▸ **Problem details**: Return the records below character for character.

Collected data:
§ §
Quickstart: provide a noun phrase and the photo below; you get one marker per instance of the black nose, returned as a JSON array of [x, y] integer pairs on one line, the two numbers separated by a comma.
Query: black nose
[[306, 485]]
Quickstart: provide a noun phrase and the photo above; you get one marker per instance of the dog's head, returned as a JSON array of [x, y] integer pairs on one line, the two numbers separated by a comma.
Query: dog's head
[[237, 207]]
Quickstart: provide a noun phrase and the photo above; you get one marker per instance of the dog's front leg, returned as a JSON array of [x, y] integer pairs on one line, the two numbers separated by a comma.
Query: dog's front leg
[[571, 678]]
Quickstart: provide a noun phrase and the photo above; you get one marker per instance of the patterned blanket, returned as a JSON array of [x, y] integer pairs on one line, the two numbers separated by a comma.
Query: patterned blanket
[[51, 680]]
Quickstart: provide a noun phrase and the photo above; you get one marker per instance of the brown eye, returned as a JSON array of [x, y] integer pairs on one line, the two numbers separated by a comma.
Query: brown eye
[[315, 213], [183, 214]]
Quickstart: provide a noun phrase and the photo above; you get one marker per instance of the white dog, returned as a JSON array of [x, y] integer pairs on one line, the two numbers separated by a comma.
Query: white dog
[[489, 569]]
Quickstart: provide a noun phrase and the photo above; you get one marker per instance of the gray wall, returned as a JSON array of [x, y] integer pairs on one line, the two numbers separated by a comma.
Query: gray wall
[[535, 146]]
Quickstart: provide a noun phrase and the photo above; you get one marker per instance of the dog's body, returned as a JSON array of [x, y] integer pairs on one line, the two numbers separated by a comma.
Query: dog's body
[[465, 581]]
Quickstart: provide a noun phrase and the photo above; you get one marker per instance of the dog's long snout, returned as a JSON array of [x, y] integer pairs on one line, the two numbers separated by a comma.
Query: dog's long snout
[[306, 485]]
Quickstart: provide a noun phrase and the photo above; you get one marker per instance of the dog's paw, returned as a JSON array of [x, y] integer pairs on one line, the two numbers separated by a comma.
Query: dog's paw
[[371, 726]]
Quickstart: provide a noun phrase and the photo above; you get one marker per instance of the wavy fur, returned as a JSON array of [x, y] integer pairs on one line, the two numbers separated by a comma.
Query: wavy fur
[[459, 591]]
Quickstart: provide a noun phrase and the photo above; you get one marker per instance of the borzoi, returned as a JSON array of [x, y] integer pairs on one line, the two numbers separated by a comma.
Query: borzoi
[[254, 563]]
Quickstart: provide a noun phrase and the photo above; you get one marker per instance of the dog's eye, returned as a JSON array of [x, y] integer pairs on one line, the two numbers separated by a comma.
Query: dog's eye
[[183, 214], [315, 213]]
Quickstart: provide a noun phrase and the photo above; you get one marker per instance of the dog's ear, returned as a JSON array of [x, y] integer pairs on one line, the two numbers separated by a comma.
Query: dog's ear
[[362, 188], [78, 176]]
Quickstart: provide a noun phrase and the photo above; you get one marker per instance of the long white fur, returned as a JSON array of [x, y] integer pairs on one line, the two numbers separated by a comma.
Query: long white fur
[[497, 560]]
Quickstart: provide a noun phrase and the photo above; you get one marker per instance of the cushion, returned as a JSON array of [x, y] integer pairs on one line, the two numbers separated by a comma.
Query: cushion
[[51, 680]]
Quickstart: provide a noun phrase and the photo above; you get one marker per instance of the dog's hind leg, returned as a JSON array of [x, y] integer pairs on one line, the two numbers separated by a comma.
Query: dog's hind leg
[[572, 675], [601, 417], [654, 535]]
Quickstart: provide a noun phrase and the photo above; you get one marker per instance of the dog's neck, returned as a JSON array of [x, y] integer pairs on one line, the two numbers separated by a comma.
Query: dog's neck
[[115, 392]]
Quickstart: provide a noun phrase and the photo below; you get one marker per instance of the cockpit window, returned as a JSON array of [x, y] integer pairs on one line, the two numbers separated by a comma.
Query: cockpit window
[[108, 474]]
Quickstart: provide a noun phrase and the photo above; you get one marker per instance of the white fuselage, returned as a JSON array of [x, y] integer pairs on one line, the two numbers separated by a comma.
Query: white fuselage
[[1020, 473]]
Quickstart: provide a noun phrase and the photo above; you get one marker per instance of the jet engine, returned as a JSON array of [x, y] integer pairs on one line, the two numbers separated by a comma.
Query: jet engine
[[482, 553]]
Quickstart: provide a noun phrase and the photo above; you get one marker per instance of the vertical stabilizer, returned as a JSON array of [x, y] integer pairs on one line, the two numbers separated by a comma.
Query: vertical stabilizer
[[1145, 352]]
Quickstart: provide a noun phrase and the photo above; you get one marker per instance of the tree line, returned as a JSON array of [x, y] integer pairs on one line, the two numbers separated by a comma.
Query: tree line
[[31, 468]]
§ §
▸ **Response box**:
Quickstart: provide a noun phrase and the photo below; you get one marker per instance of the black nose, returned as a JSON array of [x, y] integer pairs on one line, the two numbers separated by a comma.
Query: black nose
[[306, 485]]
Quickstart: provide a noun phrase and the photo above; you get one marker per instance of the dog's head, returned as a JSON array of [x, y] integer pairs on one line, the two numbers separated by a comma.
Query: dog's head
[[237, 207]]
Quickstart: provide a noun phrase and the photo above; you get one marker per instance of the dog's front leg, returned as a JSON array of [x, y] integer pairs on one line, the two numbers separated by a comma.
Query: dog's front leg
[[571, 678]]
Quickstart: provide a noun phrase and the photo above; you get one marker per instance of the patterned blanket, returned as a JSON array of [x, y] integer pairs on one line, the two numbers separated by a comma.
Query: patterned blanket
[[51, 680]]
Quickstart: provide a noun phrase and the photo above; you get one marker per instance of the brown eye, returned as a JSON array of [x, y] integer pairs on one line, the two numbers separated by a comma.
Query: brown eye
[[315, 213], [183, 214]]
Quickstart: provide a noun phrase and the photo above; you get one marker per instance of the white dog, returned as a JSON array of [x, y] integer pairs on one line, the two numbers separated by a comma.
Query: white dog
[[489, 569]]
Quickstart: provide a noun phrase and the photo above; you get one marker per instance of the gray wall, returned as a JSON array of [x, y] integer pairs on one line, the two numbers separated by a comma.
Query: gray wall
[[535, 146]]
Quickstart: provide a noun phrase and the photo above; you get one marker per instance of the dog's body, returned as a JSON array of [x, y] integer pairs on one line, the two numbers separated by a comma.
Query: dog's body
[[465, 581]]
Quickstart: provide a noun phrase and the photo above; you get one marker per instance of the dog's long snout, returned as a JSON array of [x, y] integer pairs on one line, the two numbers separated by a comma.
Query: dog's long snout
[[306, 485]]
Quickstart: provide a noun phrase and the photo above; you get one marker per instance of the dog's paw, returned as a JSON array of [x, y] integer pairs on one line, the two numbers separated by a comma.
Query: dog's paw
[[371, 726]]
Quickstart: provide a noun phrase and the photo above; you get one marker per instance of the wavy fur, returned as a JSON array of [x, y] integer pairs on one line, the two numbers separated by a comma.
Query: wavy fur
[[459, 591]]
Quickstart: provide a noun phrase and the photo above; you get one marker per instance of the borzoi, returned as a JSON array of [x, y] integer pairs on one line, the two numbers separated by a comma.
Query: borzoi
[[254, 563]]
Quickstart: provide a noun phrase and the photo above; you get one marker per instance of the dog's eye, returned as a JSON array of [x, y] integer pairs on one line, the two numbers separated by a comma.
Query: dog's eye
[[183, 214], [315, 213]]
Quickstart: provide a noun phrase and the photo above; you get one marker per instance of the dog's ear, returned as a JSON array of [x, y] integer pairs on one line, the two numbers separated by a comma.
Query: dog's ear
[[362, 188], [78, 176]]
Quickstart: provide a noun phrase and the photo above; you get one marker per instance of the long white fur, returned as a JSON array of [x, y] integer pairs on one line, the two numbers separated by a comma.
Query: long white fur
[[497, 560]]
Quickstart: provide a noun phrase and the photo above; you get one marker per instance of the cushion, returned as a JSON array of [x, y] integer pairs on one line, the two numbers separated by a comma.
Query: cushion
[[51, 680]]
Quickstart: provide a noun phrase and the photo above; you get one marker per instance of the dog's hind leg, returned as a JSON array of [x, y] integer pairs on one line, the two numbers separated by a comma.
Query: dog's hind leg
[[572, 675], [601, 417], [654, 535]]
Quickstart: provide a noun phrase and the photo above; you get one marker per instance of the dog's neck, returned as a JSON array of [x, y] integer pairs on one line, the two numbers separated by a comma.
Query: dog's neck
[[115, 392]]
Quickstart: provide a noun phrase and the photo below; you get one marker per instance of the cockpit window, returned as a JSON array of [x, y] integer pairs on one line, the two numbers separated by a comma.
Query: cockpit window
[[108, 474]]
Quickstart: provide a noun phrase and the photo above; you get one marker per instance of the white fuselage, returned as a JSON array of [x, y] integer pairs on one line, the two numbers separated by a comma.
Query: white fuselage
[[1020, 473]]
Quickstart: provide a noun phrase and the photo above; you get one marker per instance of the jet engine, returned as a JSON array of [x, y] integer pairs on one line, the two numbers separated by a comma.
Query: jet engine
[[482, 553]]
Quickstart: provide a noun phrase and the photo above; you get one marker per instance of the vertical stabilizer, returned as a JSON array of [x, y] integer pairs on one line, the two numbers separated by a comma.
Query: vertical stabilizer
[[1145, 352]]
Quickstart: provide a noun phrase and the photo above; you get one marker per instance of the tree line, returned as a JSON array of [x, y] integer pairs on one line, the two numbers separated by a comma.
Query: tree line
[[31, 468]]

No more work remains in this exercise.